**EXERCISE INSTRUCTIONS:**
Locate the line that contains "Find the peaked". Reproduce it and all following lines up to the end of the material, exactly and with nothing added.
** Opening DATA PROVIDED block **
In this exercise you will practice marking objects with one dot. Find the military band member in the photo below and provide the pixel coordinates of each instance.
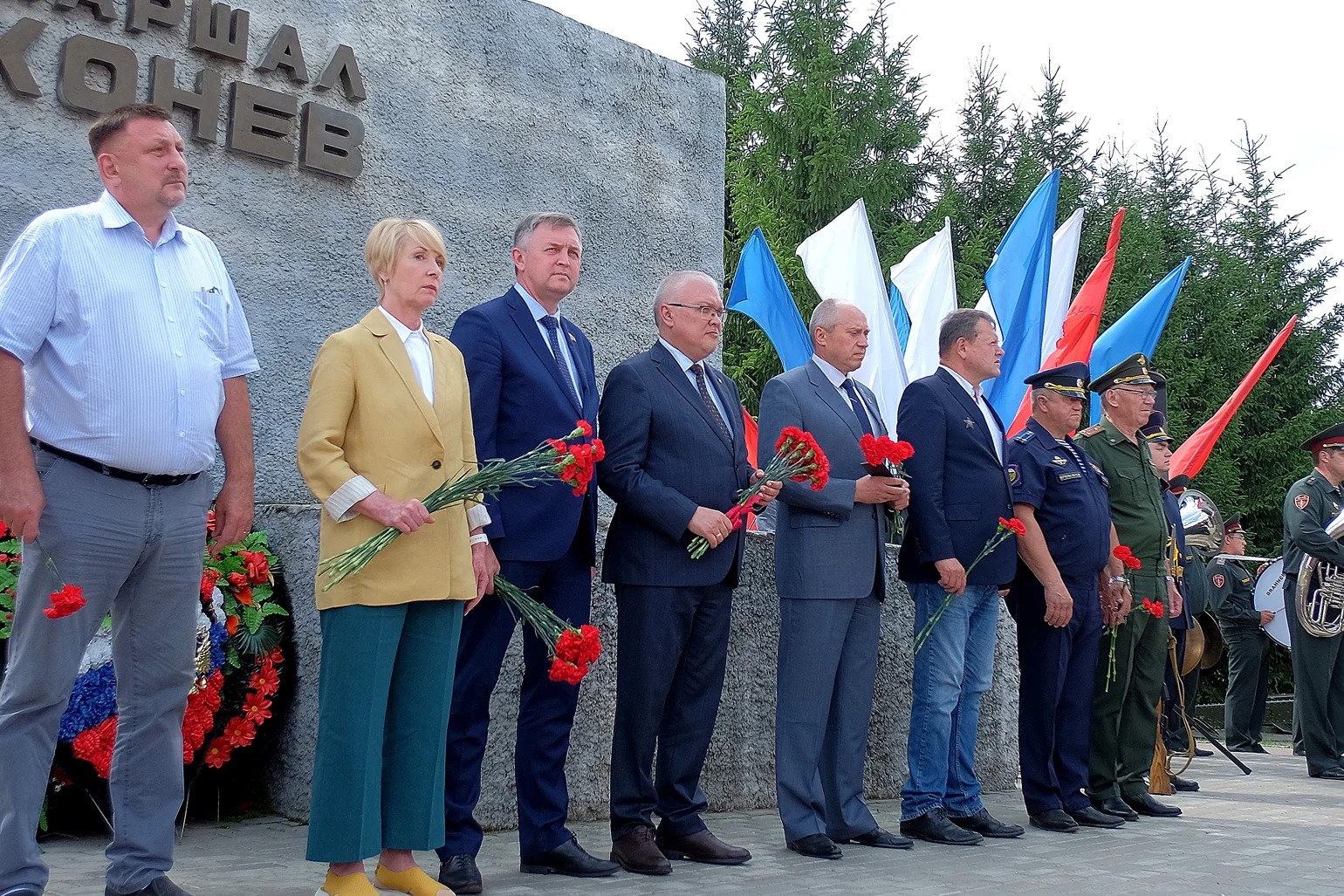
(1242, 626)
(1059, 493)
(1317, 662)
(1125, 708)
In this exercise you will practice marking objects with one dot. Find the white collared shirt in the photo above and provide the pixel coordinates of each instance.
(417, 348)
(686, 368)
(560, 336)
(978, 398)
(838, 379)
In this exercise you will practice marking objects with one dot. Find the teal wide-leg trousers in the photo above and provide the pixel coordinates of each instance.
(383, 699)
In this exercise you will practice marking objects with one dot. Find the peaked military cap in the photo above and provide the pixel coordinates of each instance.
(1155, 430)
(1069, 379)
(1334, 437)
(1132, 371)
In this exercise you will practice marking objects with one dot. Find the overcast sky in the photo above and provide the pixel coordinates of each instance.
(1199, 65)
** Closing DATA PROVIDED block **
**REPLY TO THE EXERCISE:**
In this exercise you will practice marking objects with one dot. Find the peaked military cap in the photo above and provide the pixel coordinates of each instance.
(1155, 430)
(1069, 379)
(1334, 437)
(1132, 371)
In this exercise you will practice marking objects with one dot. Find the overcast sky in the photo above and provide the pixel coordinates of each instance.
(1199, 65)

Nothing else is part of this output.